Estimation via Bootstrap

# Estimation via Bootstrap
### Yue Jiang
### 03.04.20

---

<div class="my-footer">

<a href="http://datasciencebox.org" target="_blank">datasciencebox.org</a>

</div>

---

## Announcements

- Homework 4 due Thursday, Mar 5 at 11:59pm

- Lab 6 due Friday, Mar 6 at 11:59pm

---

# Inference

---

## Terminology

**Population**: a group of individuals or objects we are interested in
studying

**Sample**: a representative (we assume) subset of our population of interest

**Parameter**: a numerical quantity derived from the population
(almost always unknown)

**Statistic**: a numerical quantity derived from a sample

Common population parameters of interest and their corresponding
sample statistic:

| Quantity           | Parameter  | Statistic   |
|--------------------|------------|-------------|
| Mean               | `$\mu$`      | `$\bar{x}$`   |
| Variance           | `$\sigma^2$` | `$s^2$`       |
| Standard deviation | `$\sigma$`   | `$s$`         |
| Proportion         | `$p$`        | `$\hat{p}$`   |

---

## What does inference mean?

• • •

* _TASKS FOR THIS EXERCISE_
a: Summarize the bootstrap estimation slides in two sentences.
b: Go on with the bootstrap estimation slides from the point where they stop.

Position annotation records:
• • •

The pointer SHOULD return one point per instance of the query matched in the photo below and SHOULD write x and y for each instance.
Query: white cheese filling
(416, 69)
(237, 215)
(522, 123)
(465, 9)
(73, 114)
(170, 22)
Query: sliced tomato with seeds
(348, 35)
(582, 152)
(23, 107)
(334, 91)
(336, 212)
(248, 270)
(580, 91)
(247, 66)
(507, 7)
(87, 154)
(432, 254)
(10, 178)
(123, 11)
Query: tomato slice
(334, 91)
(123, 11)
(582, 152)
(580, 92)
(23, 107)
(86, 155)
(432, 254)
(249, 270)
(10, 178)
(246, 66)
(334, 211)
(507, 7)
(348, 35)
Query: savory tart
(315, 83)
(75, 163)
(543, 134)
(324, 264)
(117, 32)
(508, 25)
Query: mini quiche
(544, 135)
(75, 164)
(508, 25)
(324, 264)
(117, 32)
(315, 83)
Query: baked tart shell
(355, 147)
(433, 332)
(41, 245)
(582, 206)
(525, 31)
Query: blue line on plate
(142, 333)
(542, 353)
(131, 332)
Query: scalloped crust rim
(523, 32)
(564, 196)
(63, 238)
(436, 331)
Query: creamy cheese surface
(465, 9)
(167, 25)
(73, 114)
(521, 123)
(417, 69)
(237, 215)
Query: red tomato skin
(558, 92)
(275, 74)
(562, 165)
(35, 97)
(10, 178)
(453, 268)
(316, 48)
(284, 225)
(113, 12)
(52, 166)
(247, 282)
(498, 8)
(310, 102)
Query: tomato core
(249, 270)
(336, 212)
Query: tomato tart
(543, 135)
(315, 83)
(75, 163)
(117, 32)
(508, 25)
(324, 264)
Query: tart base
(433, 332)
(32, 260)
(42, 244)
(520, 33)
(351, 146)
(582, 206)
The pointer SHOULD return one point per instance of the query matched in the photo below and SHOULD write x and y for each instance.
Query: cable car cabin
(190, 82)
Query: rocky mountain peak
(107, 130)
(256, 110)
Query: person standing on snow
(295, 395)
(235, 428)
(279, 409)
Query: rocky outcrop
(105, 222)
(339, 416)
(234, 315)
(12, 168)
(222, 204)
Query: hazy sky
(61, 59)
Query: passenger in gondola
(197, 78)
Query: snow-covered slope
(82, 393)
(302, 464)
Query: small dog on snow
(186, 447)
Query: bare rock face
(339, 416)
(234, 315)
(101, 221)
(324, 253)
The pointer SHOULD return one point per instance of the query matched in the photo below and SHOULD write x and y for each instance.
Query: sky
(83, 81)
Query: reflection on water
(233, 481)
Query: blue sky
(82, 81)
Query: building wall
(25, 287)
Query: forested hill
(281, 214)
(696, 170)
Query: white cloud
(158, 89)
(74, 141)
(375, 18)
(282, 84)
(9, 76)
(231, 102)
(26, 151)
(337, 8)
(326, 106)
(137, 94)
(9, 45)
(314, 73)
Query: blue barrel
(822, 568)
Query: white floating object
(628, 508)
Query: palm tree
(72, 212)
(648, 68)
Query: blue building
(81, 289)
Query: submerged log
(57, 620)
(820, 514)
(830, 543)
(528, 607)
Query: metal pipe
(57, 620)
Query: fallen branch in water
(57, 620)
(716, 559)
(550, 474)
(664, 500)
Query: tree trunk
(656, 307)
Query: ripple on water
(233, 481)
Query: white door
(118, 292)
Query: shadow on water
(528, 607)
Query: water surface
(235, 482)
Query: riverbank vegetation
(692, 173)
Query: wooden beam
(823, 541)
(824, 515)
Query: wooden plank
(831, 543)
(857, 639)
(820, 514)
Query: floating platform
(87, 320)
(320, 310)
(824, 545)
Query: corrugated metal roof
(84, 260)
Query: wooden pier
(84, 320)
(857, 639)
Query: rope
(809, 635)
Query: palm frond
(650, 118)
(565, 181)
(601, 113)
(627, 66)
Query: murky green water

• • •

* _THE REPLIES_
a: The slides on estimation via bootstrap, by Yue Jiang and dated 03.04.20, announce that Homework 4 is due Thursday, Mar 5 at 11:59pm and Lab 6 is due Friday, Mar 6 at 11:59pm. Under the heading of inference, they define population, sample, parameter, and statistic, and pair the mean, variance, standard deviation, and proportion with their parameter and sample statistic.

b:
- **Statistical inference** is the process of using sample data to make 
  conclusions about the underlying population the sample came from.

- Types of inference: **testing** and **estimation**.

- Today we will focus on estimation.

---

# Estimation

---

## Point estimate

A point estimate is a single value computed from the sample data to serve
as the "best guess", or estimate, for the population parameter.

**What is the downside to using point estimates?**

---

## Confidence intervals

A plausible range of values for the population parameter is an interval 
estimate. One type of interval estimate is known as a **confidence interval**.

- If we report a point estimate, we probably won’t hit the exact 
  population parameter.

- If we report a range of plausible values, we have a good shot at 
  capturing the parameter.

---

## Variability of sample statistics

- In order to construct a confidence interval we need to quantify the 
  variability of our sample statistic.

- For example, if we want to construct a confidence interval for a population 
  mean, we need to come up with a plausible range of values around our observed 
  sample mean.

- This range will depend on how precise and how accurate our sample mean is as 
  an estimate of the population mean.

- Quantifying this requires a measurement of how much we would expect the 
  sample mean to vary from sample to sample.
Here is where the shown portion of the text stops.